[Start of Attachment]

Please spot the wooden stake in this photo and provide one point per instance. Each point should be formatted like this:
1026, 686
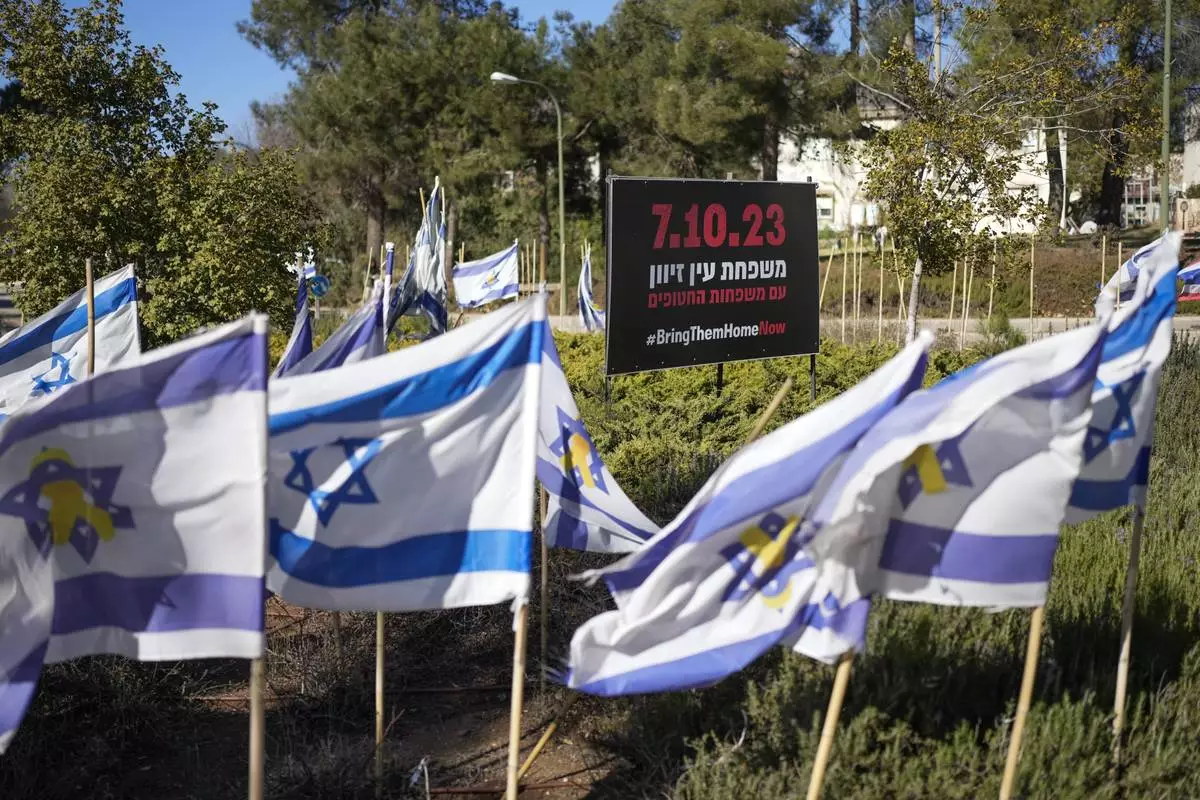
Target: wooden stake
1033, 242
954, 283
545, 588
379, 696
825, 282
91, 317
510, 792
1104, 258
1119, 704
1023, 702
840, 680
257, 729
845, 264
991, 289
967, 281
879, 337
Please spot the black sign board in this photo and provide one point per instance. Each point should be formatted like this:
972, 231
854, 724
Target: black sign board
708, 271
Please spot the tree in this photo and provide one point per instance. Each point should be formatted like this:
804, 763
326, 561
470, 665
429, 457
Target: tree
947, 170
114, 167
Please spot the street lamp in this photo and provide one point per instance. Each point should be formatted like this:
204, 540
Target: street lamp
503, 77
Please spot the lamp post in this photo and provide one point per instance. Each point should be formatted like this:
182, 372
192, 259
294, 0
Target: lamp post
503, 77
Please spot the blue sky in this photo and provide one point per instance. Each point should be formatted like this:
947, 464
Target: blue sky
216, 64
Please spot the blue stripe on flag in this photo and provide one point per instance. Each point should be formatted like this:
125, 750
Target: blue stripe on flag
762, 488
71, 322
175, 602
191, 376
483, 265
411, 559
1138, 330
1107, 495
708, 667
509, 290
933, 552
555, 482
426, 391
17, 691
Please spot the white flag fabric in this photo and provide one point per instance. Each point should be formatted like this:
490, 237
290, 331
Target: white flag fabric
1116, 449
300, 342
1191, 278
407, 482
423, 288
741, 569
1123, 282
49, 353
359, 338
964, 486
587, 510
592, 318
151, 521
487, 280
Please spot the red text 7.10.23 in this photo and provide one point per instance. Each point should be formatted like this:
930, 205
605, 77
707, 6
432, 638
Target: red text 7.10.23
713, 228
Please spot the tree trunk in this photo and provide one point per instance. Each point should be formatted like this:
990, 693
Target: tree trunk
1055, 174
451, 232
543, 215
769, 155
911, 332
377, 212
855, 30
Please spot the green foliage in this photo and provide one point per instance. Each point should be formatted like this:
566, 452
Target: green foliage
117, 168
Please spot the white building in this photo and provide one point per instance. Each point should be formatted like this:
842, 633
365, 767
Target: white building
840, 176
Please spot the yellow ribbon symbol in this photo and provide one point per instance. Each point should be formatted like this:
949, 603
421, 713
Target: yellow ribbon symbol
69, 504
929, 470
769, 554
577, 452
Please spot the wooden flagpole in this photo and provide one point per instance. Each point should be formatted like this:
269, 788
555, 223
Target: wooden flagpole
1104, 258
966, 300
1119, 704
991, 284
379, 665
1023, 702
879, 337
544, 505
845, 266
954, 284
1033, 244
840, 680
826, 281
510, 792
257, 728
91, 316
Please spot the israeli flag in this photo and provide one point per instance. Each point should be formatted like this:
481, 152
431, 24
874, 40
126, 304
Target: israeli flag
1191, 277
406, 482
964, 485
1116, 449
359, 338
487, 280
151, 524
300, 342
51, 353
423, 288
592, 318
587, 509
1123, 282
742, 569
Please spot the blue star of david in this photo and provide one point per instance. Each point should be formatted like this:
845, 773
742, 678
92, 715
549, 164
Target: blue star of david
1122, 425
84, 522
573, 432
951, 464
43, 385
354, 489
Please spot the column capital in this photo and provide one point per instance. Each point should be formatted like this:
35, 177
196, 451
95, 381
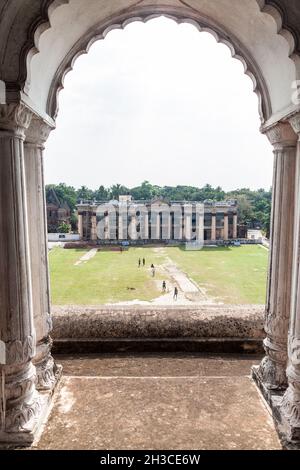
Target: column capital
281, 135
295, 123
15, 117
38, 132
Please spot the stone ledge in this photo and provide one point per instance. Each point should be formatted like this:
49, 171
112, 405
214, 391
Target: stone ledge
156, 322
289, 435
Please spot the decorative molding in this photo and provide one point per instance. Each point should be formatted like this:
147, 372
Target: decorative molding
15, 117
179, 14
281, 135
23, 417
38, 132
294, 351
20, 351
290, 406
295, 123
272, 9
47, 373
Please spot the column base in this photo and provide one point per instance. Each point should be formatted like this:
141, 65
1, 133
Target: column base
47, 371
289, 433
48, 374
33, 430
34, 414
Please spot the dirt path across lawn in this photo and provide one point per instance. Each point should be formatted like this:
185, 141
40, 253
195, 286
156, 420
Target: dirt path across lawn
189, 293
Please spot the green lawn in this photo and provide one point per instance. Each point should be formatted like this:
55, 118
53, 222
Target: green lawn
105, 278
230, 275
235, 275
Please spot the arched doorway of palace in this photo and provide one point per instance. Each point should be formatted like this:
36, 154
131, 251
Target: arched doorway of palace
33, 68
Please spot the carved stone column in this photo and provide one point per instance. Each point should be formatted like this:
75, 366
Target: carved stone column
234, 225
225, 226
213, 227
272, 370
290, 406
80, 226
21, 405
36, 136
94, 227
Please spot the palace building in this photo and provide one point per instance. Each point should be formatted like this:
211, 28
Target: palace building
157, 220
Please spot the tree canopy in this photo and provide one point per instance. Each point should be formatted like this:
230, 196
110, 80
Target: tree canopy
254, 205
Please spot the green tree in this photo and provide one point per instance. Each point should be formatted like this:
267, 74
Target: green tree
64, 228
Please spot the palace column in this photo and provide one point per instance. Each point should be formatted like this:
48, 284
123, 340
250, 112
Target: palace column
213, 226
36, 136
80, 226
21, 404
290, 406
225, 236
234, 225
272, 370
94, 227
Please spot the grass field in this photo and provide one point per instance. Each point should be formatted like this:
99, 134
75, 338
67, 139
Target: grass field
232, 275
229, 275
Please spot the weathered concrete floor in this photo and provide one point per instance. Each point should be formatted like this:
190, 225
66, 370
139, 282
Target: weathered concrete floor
158, 402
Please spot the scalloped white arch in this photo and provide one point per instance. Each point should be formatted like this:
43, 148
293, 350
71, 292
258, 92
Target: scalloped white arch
83, 47
183, 11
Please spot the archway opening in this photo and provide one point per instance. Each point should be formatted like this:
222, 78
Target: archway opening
168, 109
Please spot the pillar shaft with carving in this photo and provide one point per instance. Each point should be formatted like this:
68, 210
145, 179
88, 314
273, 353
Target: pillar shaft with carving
20, 402
226, 228
235, 226
36, 136
272, 370
290, 407
213, 227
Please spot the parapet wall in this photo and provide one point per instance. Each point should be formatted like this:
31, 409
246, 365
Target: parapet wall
75, 324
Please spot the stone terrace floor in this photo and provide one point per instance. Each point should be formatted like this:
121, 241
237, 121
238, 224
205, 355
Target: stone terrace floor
158, 401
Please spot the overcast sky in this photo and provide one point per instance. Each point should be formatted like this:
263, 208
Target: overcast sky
159, 102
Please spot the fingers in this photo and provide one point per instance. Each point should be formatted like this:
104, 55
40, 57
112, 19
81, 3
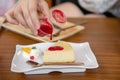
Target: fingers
33, 13
43, 7
19, 17
9, 15
27, 16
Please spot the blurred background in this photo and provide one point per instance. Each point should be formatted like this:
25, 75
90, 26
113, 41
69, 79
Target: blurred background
7, 4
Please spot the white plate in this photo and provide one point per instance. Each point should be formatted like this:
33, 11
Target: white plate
83, 53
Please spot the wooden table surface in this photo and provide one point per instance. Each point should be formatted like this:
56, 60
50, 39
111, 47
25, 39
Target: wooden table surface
103, 36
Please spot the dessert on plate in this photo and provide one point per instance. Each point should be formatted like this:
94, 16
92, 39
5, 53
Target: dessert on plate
31, 53
59, 53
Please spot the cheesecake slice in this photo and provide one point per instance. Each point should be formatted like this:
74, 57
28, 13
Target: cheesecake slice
59, 53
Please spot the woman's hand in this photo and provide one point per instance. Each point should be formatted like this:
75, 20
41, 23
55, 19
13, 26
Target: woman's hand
25, 12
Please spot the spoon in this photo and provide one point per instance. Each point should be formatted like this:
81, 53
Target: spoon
35, 64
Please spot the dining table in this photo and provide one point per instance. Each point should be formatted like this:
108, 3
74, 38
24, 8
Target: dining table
103, 35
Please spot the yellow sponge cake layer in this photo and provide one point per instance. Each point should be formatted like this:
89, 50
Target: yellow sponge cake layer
64, 54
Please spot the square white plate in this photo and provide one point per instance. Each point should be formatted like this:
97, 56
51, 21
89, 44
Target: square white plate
83, 53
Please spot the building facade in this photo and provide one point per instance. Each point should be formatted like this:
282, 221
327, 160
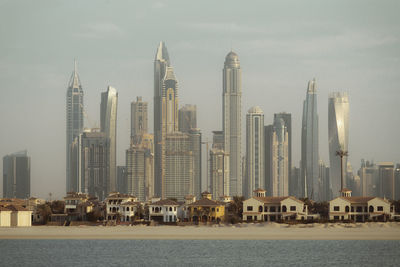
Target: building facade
232, 120
254, 151
165, 113
139, 119
187, 118
279, 182
108, 125
338, 136
17, 175
309, 145
74, 119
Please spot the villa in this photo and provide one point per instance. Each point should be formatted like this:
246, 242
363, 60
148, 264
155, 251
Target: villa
270, 209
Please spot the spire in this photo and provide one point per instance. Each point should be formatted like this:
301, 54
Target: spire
74, 81
162, 53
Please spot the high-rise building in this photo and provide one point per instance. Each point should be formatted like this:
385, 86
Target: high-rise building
338, 131
139, 123
108, 125
280, 159
165, 113
268, 130
187, 118
232, 119
17, 175
309, 145
179, 173
287, 119
140, 168
122, 182
386, 179
195, 143
369, 177
325, 185
94, 163
397, 182
74, 118
254, 151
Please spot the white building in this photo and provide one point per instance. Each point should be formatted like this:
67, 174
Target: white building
115, 206
359, 209
5, 217
269, 209
165, 210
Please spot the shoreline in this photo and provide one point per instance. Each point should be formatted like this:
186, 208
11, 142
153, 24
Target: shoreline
266, 231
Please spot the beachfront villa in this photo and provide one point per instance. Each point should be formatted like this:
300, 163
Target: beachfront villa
270, 209
165, 210
128, 211
206, 209
116, 208
78, 205
359, 209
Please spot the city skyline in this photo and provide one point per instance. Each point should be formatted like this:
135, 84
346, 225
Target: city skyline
364, 61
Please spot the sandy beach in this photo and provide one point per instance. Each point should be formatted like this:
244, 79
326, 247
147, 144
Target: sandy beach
267, 231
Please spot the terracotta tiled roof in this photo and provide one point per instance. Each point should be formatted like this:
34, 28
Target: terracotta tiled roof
206, 202
4, 209
165, 202
16, 208
276, 200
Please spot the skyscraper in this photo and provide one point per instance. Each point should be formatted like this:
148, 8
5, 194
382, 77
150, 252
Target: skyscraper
338, 136
17, 175
280, 159
108, 125
309, 145
179, 161
232, 119
94, 163
386, 180
287, 119
187, 118
74, 114
254, 150
139, 123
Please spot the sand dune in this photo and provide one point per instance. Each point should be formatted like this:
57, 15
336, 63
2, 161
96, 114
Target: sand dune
266, 231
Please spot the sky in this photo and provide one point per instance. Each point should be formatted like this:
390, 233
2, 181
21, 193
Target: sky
351, 46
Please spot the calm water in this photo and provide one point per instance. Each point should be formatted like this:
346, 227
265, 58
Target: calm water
197, 253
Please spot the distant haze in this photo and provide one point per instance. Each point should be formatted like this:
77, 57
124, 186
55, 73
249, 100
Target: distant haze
351, 46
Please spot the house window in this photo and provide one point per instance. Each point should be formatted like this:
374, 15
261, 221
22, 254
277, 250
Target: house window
336, 208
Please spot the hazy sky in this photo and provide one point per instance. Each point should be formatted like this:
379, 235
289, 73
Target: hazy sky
351, 46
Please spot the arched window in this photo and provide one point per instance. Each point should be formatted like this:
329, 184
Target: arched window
371, 208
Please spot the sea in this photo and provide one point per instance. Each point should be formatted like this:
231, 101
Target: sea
198, 253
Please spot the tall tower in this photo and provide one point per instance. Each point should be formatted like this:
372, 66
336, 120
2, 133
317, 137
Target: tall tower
108, 125
254, 150
187, 118
165, 112
280, 159
309, 145
338, 131
232, 119
74, 112
139, 123
17, 175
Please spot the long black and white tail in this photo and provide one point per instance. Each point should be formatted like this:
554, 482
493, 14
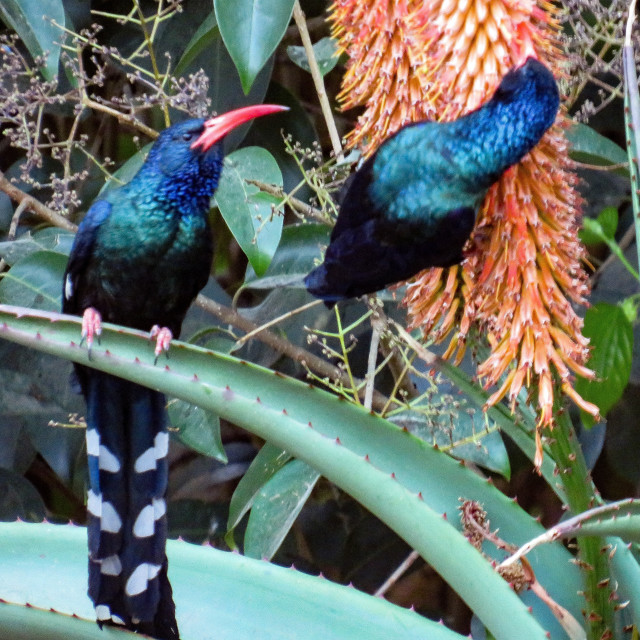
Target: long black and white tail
127, 444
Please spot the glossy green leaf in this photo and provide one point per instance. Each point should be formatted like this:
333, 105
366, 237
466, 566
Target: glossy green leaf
202, 39
35, 281
297, 253
590, 147
32, 21
593, 231
248, 211
219, 596
611, 335
267, 462
276, 507
197, 428
251, 30
325, 52
49, 239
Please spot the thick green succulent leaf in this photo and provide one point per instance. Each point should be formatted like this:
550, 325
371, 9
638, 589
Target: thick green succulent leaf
247, 210
35, 281
33, 20
251, 30
268, 461
611, 335
197, 428
219, 595
276, 507
325, 52
405, 482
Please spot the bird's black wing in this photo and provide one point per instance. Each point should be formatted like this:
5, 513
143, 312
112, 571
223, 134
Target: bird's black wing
81, 252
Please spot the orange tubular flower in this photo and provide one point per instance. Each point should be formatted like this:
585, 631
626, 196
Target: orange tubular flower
386, 72
523, 262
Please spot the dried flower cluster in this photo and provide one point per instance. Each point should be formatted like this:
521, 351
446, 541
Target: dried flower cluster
523, 263
593, 36
30, 108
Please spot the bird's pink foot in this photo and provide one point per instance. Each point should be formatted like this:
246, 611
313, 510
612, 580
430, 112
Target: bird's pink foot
91, 327
162, 336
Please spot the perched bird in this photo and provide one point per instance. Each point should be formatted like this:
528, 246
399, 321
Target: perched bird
140, 256
413, 203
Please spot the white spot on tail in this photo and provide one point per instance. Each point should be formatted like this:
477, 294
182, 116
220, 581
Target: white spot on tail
103, 612
93, 442
111, 566
147, 460
107, 461
68, 292
144, 524
161, 444
159, 507
139, 579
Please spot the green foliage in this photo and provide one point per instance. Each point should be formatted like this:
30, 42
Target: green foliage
251, 30
325, 52
38, 24
611, 336
250, 598
251, 215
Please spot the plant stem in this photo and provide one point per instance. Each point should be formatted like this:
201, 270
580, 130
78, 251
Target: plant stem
301, 23
581, 495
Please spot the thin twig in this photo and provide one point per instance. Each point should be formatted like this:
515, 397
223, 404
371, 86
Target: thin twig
281, 345
30, 203
298, 16
393, 578
377, 327
297, 205
266, 325
121, 117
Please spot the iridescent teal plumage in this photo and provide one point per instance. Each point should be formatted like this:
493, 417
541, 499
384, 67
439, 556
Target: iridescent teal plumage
413, 203
141, 254
140, 257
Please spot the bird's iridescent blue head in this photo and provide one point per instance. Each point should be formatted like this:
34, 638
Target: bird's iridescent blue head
531, 86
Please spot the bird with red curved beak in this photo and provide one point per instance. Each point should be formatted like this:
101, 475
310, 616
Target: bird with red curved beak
140, 257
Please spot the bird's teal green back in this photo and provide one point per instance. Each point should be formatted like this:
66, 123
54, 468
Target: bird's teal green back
429, 168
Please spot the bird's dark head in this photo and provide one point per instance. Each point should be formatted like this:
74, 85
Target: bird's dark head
189, 156
531, 86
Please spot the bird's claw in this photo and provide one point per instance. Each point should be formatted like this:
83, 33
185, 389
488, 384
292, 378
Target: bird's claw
91, 327
162, 336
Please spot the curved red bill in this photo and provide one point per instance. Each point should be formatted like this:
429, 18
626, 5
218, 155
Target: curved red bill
216, 128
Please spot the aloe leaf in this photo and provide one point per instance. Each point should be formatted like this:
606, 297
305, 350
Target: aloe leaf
218, 595
276, 507
268, 461
406, 483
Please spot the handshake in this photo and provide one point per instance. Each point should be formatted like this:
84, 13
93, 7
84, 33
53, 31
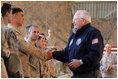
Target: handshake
49, 55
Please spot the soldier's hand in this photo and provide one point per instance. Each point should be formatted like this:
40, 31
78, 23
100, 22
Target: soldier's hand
49, 55
110, 67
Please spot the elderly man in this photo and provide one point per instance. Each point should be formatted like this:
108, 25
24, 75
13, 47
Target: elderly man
84, 49
109, 64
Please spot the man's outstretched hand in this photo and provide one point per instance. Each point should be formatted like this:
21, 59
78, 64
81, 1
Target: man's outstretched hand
49, 55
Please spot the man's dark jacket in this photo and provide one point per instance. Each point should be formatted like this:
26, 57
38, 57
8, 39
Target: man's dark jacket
86, 44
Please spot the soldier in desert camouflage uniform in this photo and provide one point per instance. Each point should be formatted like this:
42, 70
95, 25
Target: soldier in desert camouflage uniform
34, 61
5, 52
14, 68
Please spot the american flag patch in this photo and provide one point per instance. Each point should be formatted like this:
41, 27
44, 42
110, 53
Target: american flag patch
94, 41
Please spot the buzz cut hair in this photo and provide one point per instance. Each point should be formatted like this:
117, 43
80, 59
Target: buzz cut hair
5, 8
16, 10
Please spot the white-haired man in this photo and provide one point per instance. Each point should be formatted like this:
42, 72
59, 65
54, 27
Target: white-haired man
84, 49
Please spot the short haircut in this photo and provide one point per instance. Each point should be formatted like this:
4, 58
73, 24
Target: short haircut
39, 37
5, 8
42, 34
27, 28
16, 10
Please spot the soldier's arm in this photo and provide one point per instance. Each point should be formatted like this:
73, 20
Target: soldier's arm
26, 47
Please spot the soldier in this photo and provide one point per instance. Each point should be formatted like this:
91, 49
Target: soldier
24, 47
5, 52
109, 64
26, 32
34, 61
13, 70
13, 62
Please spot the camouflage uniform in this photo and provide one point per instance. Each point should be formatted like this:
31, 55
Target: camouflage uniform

[End of Attachment]

### AIM OF THE EXERCISE
Everything from the line holding "Please spot the soldier in this" through the final line of the material must be given again exactly, and nothing outside that stretch.

### WRITTEN ANSWER
Please spot the soldier in this photo and provide one point per instance. Each point should be formatted like this:
91, 49
Target: soldier
24, 47
5, 52
109, 64
26, 32
34, 61
13, 70
13, 62
Please spot the camouflage uniform in this photo and provide one point per instance. Each point should be formatted like this:
31, 55
Target: camouflage uniform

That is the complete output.